■ **WRITTEN EXERCISE**
Beginning with the line that holds "the stone wall", set down each line of the data below through the very last, exactly as given, and nothing beyond that.

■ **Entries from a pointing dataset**
►

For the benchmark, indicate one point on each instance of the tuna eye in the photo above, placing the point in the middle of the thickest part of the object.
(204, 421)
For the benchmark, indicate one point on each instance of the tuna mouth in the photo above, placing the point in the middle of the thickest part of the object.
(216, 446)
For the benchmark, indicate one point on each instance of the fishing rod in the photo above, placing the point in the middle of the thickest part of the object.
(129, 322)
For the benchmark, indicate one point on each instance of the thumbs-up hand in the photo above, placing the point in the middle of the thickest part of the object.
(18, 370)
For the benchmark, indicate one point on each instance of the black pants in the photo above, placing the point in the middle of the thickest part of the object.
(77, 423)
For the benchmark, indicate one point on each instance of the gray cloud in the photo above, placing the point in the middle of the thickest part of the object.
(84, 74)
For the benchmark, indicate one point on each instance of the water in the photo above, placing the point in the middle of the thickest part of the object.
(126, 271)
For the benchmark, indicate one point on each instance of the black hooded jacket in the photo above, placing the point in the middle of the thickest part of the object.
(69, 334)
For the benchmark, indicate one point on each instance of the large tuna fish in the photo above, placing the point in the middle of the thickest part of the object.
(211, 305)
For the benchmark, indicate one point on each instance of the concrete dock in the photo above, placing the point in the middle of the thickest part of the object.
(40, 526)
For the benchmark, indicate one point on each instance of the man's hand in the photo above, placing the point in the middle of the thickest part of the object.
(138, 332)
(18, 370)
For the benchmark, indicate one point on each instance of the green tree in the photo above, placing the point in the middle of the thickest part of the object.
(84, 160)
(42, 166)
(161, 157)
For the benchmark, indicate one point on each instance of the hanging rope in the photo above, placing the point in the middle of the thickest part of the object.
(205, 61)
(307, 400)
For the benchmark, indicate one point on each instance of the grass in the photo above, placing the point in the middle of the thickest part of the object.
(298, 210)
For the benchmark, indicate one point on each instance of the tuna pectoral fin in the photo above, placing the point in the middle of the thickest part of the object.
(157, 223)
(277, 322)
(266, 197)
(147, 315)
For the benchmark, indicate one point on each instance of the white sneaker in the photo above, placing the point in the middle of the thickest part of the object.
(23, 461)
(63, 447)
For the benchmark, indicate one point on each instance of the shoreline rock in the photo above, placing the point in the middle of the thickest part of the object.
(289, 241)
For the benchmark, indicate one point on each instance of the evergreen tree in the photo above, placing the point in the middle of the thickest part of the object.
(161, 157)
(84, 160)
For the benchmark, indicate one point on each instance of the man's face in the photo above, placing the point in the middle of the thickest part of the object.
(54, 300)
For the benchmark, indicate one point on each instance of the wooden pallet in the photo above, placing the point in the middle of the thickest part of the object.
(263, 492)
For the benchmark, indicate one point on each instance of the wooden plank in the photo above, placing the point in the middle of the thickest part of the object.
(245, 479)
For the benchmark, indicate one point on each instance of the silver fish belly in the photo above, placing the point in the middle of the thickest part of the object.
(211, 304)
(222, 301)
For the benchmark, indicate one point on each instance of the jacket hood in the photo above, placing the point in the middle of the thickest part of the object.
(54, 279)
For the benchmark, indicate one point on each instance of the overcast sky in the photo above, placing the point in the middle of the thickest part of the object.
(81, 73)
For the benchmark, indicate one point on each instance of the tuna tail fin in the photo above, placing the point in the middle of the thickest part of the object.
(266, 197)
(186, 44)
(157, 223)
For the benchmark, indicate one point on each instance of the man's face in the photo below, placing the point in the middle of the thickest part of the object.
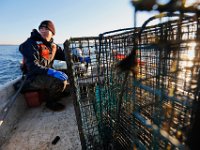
(46, 33)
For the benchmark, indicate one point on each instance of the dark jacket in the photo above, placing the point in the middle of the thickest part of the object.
(31, 55)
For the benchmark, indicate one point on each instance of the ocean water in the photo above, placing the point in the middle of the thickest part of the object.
(10, 58)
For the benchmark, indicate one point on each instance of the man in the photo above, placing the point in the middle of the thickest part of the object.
(38, 52)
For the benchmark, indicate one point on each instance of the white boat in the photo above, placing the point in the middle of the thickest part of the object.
(25, 128)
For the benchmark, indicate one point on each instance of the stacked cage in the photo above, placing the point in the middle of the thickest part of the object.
(148, 106)
(83, 75)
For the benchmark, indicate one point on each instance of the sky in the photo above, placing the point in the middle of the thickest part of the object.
(72, 18)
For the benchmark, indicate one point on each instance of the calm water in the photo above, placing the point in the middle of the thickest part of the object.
(10, 59)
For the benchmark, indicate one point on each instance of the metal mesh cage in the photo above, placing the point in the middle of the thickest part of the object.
(150, 106)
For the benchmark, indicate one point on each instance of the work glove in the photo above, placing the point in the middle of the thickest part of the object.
(57, 74)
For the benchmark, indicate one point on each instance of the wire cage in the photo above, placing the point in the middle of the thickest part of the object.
(150, 106)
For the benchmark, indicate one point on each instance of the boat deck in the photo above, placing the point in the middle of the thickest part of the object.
(38, 127)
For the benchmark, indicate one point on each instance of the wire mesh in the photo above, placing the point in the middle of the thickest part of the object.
(149, 107)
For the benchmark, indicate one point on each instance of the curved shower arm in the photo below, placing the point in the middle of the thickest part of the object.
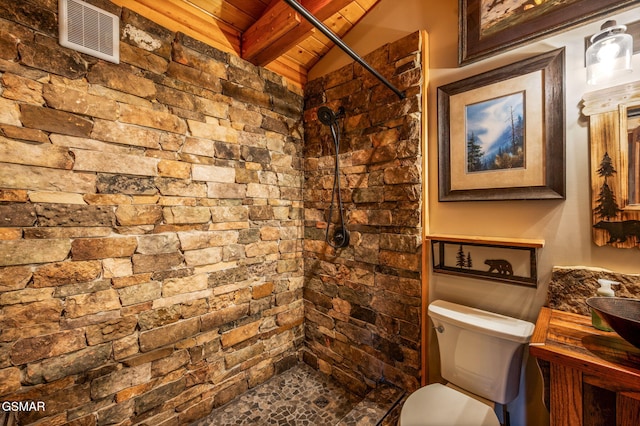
(334, 38)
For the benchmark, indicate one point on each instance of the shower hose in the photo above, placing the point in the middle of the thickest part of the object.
(340, 237)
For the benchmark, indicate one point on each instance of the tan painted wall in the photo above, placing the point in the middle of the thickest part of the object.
(564, 225)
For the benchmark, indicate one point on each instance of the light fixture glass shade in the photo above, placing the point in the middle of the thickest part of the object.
(609, 54)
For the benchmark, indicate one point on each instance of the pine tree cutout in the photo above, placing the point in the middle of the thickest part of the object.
(460, 259)
(607, 207)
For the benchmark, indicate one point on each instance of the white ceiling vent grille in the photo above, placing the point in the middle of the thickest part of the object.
(89, 30)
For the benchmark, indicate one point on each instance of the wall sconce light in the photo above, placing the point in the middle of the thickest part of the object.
(609, 53)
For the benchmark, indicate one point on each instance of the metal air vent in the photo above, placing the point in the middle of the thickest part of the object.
(89, 30)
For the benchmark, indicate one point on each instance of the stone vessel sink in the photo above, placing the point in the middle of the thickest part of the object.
(622, 314)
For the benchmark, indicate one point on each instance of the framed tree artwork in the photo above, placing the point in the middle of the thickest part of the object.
(488, 27)
(614, 129)
(501, 133)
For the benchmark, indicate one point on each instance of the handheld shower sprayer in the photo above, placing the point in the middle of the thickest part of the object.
(328, 117)
(341, 233)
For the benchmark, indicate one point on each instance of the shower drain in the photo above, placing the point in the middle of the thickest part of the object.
(321, 402)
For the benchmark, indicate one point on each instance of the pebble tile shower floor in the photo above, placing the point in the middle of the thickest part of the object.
(303, 396)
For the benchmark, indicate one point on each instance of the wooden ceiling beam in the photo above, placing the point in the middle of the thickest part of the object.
(267, 39)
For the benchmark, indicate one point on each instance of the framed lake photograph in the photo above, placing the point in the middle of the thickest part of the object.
(488, 27)
(501, 133)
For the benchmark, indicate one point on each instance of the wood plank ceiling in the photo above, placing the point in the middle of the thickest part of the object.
(267, 33)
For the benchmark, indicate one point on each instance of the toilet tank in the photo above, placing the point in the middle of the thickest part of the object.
(480, 351)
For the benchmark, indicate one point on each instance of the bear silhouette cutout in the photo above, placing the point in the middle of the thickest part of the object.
(619, 231)
(500, 266)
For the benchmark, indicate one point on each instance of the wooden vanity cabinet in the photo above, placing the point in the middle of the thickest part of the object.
(591, 377)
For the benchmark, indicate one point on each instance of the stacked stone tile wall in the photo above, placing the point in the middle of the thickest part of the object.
(150, 224)
(362, 303)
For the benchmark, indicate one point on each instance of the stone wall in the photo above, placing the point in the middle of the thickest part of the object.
(362, 303)
(151, 224)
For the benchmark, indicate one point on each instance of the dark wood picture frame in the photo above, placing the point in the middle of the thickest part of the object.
(525, 26)
(547, 67)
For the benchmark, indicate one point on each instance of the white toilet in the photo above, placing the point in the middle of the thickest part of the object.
(481, 357)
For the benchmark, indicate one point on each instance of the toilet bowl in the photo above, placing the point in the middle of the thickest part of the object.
(438, 405)
(481, 356)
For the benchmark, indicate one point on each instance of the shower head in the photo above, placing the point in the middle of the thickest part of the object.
(328, 117)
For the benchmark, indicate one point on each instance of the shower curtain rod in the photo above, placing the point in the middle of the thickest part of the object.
(334, 38)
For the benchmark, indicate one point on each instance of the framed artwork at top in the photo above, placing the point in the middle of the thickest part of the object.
(501, 133)
(491, 26)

◄

■ **ANSWER TO THIS TASK**
For the benchmark, indicate one point on each instance of the stone wall in the photo above, placing the point in the middle of the thickest part of the object.
(362, 303)
(151, 224)
For the benchmark, indicate one point on each instance of the dark wood picture frame in the photo above, placing the point in the middle of the thickest part of the object.
(525, 26)
(547, 67)
For the benchmark, indicate one point on each instance of the white toilet in the photo above, placing the point in the middle of the thickest part of the object.
(481, 357)
For the benchmark, indicate one point on each instance of the toilet bowl in the photo above, placing the point in the middle of the thickest part of the object.
(438, 405)
(481, 356)
For the benchmark, indicate one point on each instance of the shower head in the photo above, placing the point in the middle of the thickest part of the object.
(328, 117)
For the benchmark, indicate one point on each instance of the shower curtain rod in the photo above, placing the point in the middle of the thickest part of the object.
(334, 38)
For the benchmark, indicate one point on each instance of the framed artwork at top in the photo above, placing the point in the middle of the thickest part of the object.
(501, 133)
(491, 26)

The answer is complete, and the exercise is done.